• _What you should do_: Rewrite the records from the start up to and including the line with "x=375 y=567", and only those lines, requests included. Scale every coordinate in the answers by 0.45 and round to whole numbers, with halves rounded up.

======== Records for the task ========

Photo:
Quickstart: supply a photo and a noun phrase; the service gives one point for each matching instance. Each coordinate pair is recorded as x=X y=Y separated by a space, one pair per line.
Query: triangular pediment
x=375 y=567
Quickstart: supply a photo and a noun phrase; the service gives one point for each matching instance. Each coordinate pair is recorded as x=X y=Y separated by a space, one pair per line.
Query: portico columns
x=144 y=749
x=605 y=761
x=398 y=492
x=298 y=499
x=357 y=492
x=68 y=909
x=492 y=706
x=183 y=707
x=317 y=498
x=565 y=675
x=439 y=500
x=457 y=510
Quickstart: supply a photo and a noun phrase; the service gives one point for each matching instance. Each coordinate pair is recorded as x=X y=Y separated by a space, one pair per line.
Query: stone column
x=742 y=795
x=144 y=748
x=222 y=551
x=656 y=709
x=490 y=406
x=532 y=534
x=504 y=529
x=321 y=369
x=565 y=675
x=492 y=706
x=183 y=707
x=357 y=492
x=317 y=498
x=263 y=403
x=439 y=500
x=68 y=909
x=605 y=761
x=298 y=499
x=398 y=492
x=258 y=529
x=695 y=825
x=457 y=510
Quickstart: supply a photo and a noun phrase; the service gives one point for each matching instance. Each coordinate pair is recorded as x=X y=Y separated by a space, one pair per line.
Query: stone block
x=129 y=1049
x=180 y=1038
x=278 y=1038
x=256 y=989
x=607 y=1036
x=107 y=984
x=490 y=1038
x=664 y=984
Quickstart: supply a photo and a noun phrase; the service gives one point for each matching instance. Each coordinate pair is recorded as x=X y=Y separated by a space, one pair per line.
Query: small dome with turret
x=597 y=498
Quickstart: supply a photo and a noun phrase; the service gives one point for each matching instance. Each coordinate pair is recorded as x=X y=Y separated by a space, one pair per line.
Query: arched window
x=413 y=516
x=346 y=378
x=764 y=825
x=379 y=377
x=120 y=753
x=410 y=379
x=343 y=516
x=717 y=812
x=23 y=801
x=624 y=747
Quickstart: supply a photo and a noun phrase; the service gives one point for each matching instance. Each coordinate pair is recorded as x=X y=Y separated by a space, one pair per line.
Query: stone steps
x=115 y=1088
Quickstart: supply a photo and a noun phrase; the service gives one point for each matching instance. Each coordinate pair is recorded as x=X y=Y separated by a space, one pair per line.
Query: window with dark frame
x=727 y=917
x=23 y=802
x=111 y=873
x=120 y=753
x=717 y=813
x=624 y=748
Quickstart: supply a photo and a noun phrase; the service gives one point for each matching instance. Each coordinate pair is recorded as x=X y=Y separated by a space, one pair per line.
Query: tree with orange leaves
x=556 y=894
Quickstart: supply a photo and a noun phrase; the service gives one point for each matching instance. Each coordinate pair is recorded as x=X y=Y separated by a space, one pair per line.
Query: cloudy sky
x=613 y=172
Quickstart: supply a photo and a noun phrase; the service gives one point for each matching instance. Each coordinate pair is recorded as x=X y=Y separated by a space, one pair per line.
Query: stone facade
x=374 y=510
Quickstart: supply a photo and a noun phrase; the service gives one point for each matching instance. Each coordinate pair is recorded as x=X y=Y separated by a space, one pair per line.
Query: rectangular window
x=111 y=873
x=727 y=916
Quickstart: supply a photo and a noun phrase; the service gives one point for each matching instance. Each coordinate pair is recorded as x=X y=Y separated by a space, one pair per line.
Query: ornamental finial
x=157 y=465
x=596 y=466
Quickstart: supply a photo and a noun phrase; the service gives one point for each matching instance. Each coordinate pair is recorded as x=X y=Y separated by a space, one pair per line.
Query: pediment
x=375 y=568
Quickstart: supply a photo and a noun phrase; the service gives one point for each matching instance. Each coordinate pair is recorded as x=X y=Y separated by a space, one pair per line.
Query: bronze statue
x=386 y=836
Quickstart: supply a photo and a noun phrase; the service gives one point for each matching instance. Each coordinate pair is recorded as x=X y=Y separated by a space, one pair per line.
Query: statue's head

========

• _Written answer_:
Photo:
Quickstart: supply a photo and a noun phrase; the service gives one point for each matching instance. Each coordinate pair is recorded as x=X y=Y separated by a space, one pair per line.
Query: triangular pediment
x=169 y=255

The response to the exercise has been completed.